Text for analysis ▸
=== Section Start ===

I’m trying to figure out why the Genesys Cloud AI Bot integration starts returning 503 Service Unavailable errors when concurrency hits 20 threads. Running a JMeter test from our Singapore node targeting the Architect flow endpoint. The setup is straightforward: a simple intent classification flow using the latest platform API.
The test ramp-up is linear, 1 thread per second, holding for 60 seconds. First 15 requests succeed with 200 OK. Thread 16 onwards gets 503. The response body says Gateway timeout or Service temporarily unavailable. This is happening on the /api/v2/ai/bots/{botId}/interactions endpoint.
I checked the Architect flow logs. The flow itself seems fine. It just hangs before the intent classification node. Is there a hidden limit on concurrent bot interactions per org? Or is the WebSocket connection pool exhausted?
Here is the JMeter HTTP Request sampler config:
request:
method: POST
path: /api/v2/ai/bots/bot_abc123/interactions
headers:
Content-Type: application/json
Authorization: Bearer <token>
body:
text: "What is the weather?"
channel: "web"
userId: "user_${__threadNum}"
timeout:
connect: 5000
response: 10000
thread_group:
threads: 50
ramp_up: 50
loop_count: 1
scheduler: true
duration: 60000
The token is fresh. Rate limit headers show X-RateLimit-Remaining is high. So it’s not a 429. It’s a hard 503.
We are on the Genesys Cloud platform. Region is ap-southeast-1.
Any ideas why the bot service drops connections under light load? 20 concurrent chats should be nothing. Is there a capacity planning doc for AI Bot throughput? The standard API docs don’t mention bot interaction limits.
Also, should I be using the WebSocket API instead of HTTP for load testing? The docs suggest HTTP for simplicity, but maybe WebSocket is more stable under load?
Please advise. Stuck on this for two days. JMeter shows no errors on the client side. Server is rejecting.

=== Section End ===

Source material ▸
=== Section Start ===

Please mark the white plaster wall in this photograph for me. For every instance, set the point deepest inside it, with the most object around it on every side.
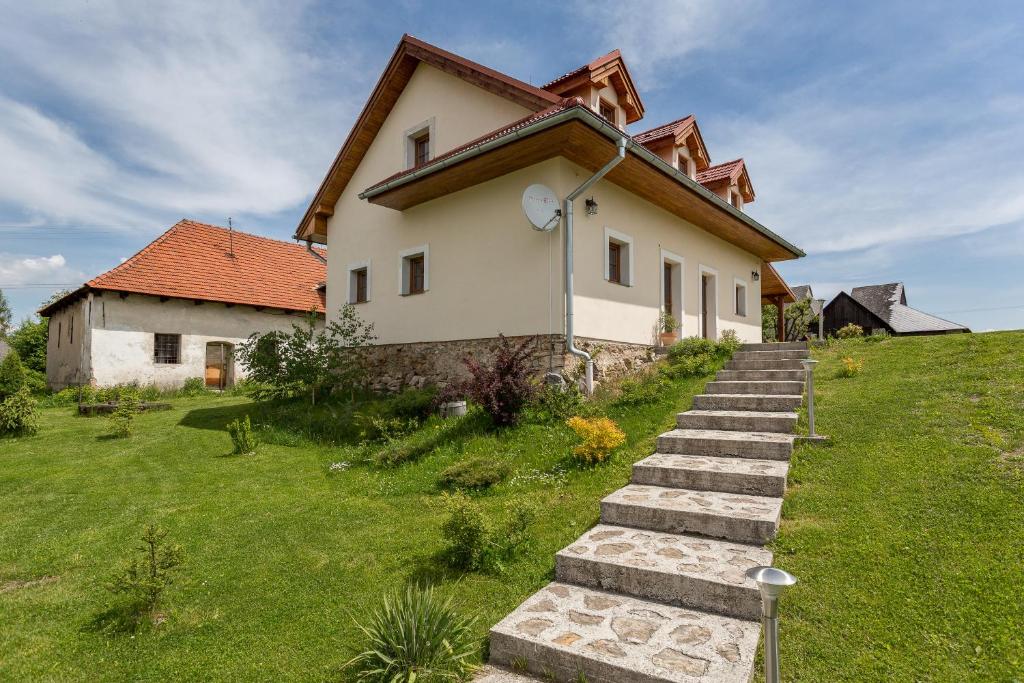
(123, 336)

=== Section End ===

Required work ▸
A) In the forum post on Genesys Cloud AI Bot 503 errors, what region is the platform in?
B) List each setting under thread_group in the JMeter config from the forum post on Genesys Cloud AI Bot 503 errors, with its value.
C) Copy the stretch of the forum post on Genesys Cloud AI Bot 503 errors from "We are on the" through "Server is rejecting.".

Answers to the problems ▸
A) ap-southeast-1

B)
threads: 50
ramp_up: 50
loop_count: 1
scheduler: true
duration: 60000

C)
We are on the Genesys Cloud platform. Region is ap-southeast-1.
Any ideas why the bot service drops connections under light load? 20 concurrent chats should be nothing. Is there a capacity planning doc for AI Bot throughput? The standard API docs don’t mention bot interaction limits.
Also, should I be using the WebSocket API instead of HTTP for load testing? The docs suggest HTTP for simplicity, but maybe WebSocket is more stable under load?
Please advise. Stuck on this for two days. JMeter shows no errors on the client side. Server is rejecting.